___ Source records ___
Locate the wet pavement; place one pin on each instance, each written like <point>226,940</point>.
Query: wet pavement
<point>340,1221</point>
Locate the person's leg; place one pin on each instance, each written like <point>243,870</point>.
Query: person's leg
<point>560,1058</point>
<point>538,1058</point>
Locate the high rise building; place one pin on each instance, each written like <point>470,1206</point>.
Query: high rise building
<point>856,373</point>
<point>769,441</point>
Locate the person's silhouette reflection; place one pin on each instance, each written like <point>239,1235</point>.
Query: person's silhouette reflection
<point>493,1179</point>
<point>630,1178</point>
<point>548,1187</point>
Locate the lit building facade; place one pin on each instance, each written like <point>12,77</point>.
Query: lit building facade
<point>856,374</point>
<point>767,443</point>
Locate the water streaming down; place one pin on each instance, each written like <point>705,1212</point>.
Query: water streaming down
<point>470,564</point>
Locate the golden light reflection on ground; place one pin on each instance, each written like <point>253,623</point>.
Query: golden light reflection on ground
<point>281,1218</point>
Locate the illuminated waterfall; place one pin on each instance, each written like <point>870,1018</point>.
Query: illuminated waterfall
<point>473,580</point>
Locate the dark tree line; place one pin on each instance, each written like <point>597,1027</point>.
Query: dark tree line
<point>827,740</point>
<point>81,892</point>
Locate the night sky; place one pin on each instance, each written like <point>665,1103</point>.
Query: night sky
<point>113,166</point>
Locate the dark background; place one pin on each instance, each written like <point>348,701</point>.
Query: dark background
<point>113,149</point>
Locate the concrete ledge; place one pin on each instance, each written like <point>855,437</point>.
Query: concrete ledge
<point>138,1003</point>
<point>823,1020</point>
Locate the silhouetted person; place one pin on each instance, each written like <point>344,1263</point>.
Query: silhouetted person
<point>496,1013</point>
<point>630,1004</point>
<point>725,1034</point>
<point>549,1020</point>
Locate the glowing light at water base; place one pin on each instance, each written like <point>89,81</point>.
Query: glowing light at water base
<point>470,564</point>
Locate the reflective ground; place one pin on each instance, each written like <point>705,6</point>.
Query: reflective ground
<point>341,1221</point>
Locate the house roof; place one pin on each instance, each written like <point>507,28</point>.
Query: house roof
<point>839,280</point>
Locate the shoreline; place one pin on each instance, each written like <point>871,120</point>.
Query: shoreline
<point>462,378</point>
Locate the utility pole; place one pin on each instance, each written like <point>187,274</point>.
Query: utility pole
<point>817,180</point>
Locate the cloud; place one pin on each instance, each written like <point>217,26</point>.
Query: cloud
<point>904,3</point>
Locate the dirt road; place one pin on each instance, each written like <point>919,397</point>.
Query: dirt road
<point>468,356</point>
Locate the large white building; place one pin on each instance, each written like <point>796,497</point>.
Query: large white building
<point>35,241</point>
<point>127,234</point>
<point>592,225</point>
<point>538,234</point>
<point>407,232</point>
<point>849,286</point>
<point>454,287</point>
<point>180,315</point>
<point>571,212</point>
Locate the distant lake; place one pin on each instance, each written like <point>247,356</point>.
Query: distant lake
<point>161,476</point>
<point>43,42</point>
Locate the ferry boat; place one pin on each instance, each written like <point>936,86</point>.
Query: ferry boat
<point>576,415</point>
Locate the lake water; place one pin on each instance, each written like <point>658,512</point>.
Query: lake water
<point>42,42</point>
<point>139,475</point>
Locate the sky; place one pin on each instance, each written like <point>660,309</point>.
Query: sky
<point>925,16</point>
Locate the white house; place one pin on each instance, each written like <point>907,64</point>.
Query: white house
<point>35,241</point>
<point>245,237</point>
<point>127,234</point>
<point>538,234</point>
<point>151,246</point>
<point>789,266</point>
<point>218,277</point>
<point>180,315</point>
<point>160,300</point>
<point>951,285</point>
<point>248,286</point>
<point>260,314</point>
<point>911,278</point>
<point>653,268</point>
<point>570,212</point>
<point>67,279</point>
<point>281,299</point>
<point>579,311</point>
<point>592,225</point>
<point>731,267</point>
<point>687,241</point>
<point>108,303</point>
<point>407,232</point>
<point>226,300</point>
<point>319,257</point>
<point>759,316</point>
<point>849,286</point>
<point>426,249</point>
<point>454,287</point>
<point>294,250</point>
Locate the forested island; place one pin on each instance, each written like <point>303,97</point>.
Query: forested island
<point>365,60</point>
___
Exercise requirements -> Your answer should consist only of the lines above between the line holding "Locate the large" and the line holding "Locate the white", inclusive, each transcribed exactly.

Solution for this task ->
Locate the large white building; place one pin on each instance, each written like <point>796,497</point>.
Query: large white building
<point>35,241</point>
<point>127,234</point>
<point>592,225</point>
<point>538,234</point>
<point>407,232</point>
<point>849,286</point>
<point>454,287</point>
<point>180,315</point>
<point>571,212</point>
Locate the distant lake; place one pin on each instance, each written like <point>247,356</point>.
Query: distant lake
<point>161,476</point>
<point>43,42</point>
Locate the ferry boat; place one pin on each instance, each written like <point>936,86</point>.
Query: ferry boat
<point>576,415</point>
Locate the lake water; place one pin on each instance, each written like <point>658,512</point>.
Query: lake water
<point>42,42</point>
<point>139,475</point>
Locate the sky; place one pin on each instance, each written like <point>660,309</point>.
Query: sky
<point>925,16</point>
Locate the white house; place one pin on each instance, each written like <point>907,64</point>.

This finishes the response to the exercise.